[Opening Listed records section]
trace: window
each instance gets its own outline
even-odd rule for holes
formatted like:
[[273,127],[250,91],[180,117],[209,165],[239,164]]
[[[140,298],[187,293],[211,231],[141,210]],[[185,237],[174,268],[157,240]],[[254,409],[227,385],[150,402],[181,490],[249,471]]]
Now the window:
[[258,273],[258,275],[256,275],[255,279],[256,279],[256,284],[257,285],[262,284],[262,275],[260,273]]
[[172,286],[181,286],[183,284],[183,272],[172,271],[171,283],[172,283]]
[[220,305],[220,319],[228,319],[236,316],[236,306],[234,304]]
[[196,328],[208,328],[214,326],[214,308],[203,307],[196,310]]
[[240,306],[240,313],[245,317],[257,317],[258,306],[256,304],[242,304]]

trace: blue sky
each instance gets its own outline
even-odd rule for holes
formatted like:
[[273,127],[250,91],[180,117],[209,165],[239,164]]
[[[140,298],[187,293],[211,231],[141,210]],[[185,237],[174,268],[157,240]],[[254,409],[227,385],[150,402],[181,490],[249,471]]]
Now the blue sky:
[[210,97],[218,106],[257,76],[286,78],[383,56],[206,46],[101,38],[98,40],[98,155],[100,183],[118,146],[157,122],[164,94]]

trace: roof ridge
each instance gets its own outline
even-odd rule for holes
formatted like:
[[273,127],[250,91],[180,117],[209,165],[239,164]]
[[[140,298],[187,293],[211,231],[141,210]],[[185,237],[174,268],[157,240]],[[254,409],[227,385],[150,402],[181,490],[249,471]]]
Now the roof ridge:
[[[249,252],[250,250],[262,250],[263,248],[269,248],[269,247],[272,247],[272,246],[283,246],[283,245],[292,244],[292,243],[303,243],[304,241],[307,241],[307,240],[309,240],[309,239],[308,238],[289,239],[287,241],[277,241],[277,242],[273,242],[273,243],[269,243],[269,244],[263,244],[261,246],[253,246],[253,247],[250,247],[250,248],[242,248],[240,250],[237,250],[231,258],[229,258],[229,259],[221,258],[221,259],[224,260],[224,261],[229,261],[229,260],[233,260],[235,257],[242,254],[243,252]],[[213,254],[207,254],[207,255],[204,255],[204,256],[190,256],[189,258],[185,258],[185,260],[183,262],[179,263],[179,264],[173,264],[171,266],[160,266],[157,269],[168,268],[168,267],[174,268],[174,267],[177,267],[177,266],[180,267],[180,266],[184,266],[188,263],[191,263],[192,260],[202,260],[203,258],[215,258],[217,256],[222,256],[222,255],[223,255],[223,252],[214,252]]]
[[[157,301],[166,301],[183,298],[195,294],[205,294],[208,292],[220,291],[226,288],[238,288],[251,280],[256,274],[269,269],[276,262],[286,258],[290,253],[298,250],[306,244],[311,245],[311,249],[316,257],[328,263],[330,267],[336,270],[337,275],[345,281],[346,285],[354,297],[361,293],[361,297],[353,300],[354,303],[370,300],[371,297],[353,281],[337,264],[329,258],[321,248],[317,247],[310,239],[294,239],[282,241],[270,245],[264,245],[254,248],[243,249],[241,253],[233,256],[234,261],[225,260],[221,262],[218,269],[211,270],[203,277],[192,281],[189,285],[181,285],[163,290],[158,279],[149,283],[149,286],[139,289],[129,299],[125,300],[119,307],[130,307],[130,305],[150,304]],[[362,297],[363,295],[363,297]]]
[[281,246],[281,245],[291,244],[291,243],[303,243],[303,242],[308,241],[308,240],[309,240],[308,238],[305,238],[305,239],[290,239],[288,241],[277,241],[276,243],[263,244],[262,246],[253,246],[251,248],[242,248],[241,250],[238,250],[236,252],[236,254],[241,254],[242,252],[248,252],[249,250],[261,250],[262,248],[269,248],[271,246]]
[Closing Listed records section]
Your reply must contain each entry, reproduced exactly.

trace: window
each instance gets its own outline
even-odd rule for holes
formatted like:
[[273,127],[250,91],[180,117],[209,165],[239,164]]
[[[140,298],[187,293],[211,231],[141,210]],[[185,237],[174,268],[157,240]],[[254,409],[227,385],[150,402],[181,490],[249,471]]]
Now the window:
[[258,273],[258,275],[256,275],[255,279],[256,279],[256,284],[257,285],[262,284],[262,275],[260,273]]
[[172,286],[181,286],[183,284],[183,272],[172,271],[171,283],[172,283]]
[[220,305],[220,319],[228,319],[236,316],[236,306],[234,304]]
[[196,328],[208,328],[214,326],[214,308],[203,307],[196,310]]
[[240,306],[240,313],[245,317],[257,317],[258,306],[256,304],[242,304]]

trace: blue sky
each instance gets its own outline
even-odd rule for holes
formatted like:
[[273,127],[250,91],[180,117],[209,165],[239,164]]
[[[140,298],[187,293],[211,231],[141,210]],[[185,237],[174,268],[157,240]],[[254,409],[227,385],[150,402],[181,490],[249,471]]]
Now the blue sky:
[[210,97],[218,106],[257,76],[286,78],[383,56],[206,46],[101,38],[98,40],[98,155],[100,183],[118,146],[157,122],[164,94]]

trace: roof ridge
each instance gets its own outline
even-odd rule for holes
formatted like:
[[273,127],[250,91],[180,117],[209,165],[239,164]]
[[[140,298],[187,293],[211,231],[141,210]],[[185,237],[174,268],[157,240]],[[254,409],[227,385],[150,402],[181,490],[249,471]]]
Now the roof ridge:
[[[249,252],[250,250],[262,250],[263,248],[269,248],[269,247],[272,247],[272,246],[283,246],[283,245],[292,244],[292,243],[303,243],[304,241],[307,241],[307,240],[309,240],[309,239],[308,238],[289,239],[287,241],[277,241],[277,242],[273,242],[273,243],[269,243],[269,244],[263,244],[261,246],[253,246],[253,247],[250,247],[250,248],[242,248],[240,250],[237,250],[231,258],[229,258],[229,259],[221,258],[221,259],[224,260],[224,261],[229,261],[229,260],[233,260],[235,257],[242,254],[243,252]],[[213,254],[207,254],[207,255],[204,255],[204,256],[190,256],[189,258],[185,258],[185,260],[183,262],[179,263],[179,264],[173,264],[171,266],[160,266],[157,269],[168,268],[168,267],[174,268],[174,267],[177,267],[177,266],[180,267],[180,266],[184,266],[188,263],[191,263],[192,260],[202,260],[203,258],[215,258],[217,256],[222,256],[222,255],[223,255],[223,252],[214,252]]]
[[[157,301],[166,301],[183,298],[195,294],[205,294],[208,292],[220,291],[226,288],[238,288],[251,280],[256,274],[269,269],[276,262],[286,258],[290,253],[298,250],[306,244],[311,245],[311,249],[316,257],[328,263],[330,267],[336,270],[337,275],[345,281],[346,285],[354,297],[361,293],[361,297],[353,300],[354,303],[370,300],[371,297],[353,281],[337,264],[329,258],[321,248],[317,247],[310,239],[294,239],[282,241],[270,245],[264,245],[254,248],[243,249],[241,253],[233,256],[234,261],[225,260],[221,262],[218,269],[211,270],[203,277],[192,281],[189,285],[181,285],[163,290],[158,279],[149,283],[149,286],[139,289],[129,299],[125,300],[119,307],[130,307],[130,305],[150,304]],[[362,297],[363,295],[363,297]]]
[[281,246],[281,245],[291,244],[291,243],[303,243],[303,242],[308,241],[308,240],[309,240],[308,238],[305,238],[305,239],[290,239],[288,241],[277,241],[276,243],[263,244],[262,246],[253,246],[251,248],[242,248],[241,250],[238,250],[236,252],[236,254],[241,254],[242,252],[248,252],[249,250],[261,250],[262,248],[269,248],[271,246]]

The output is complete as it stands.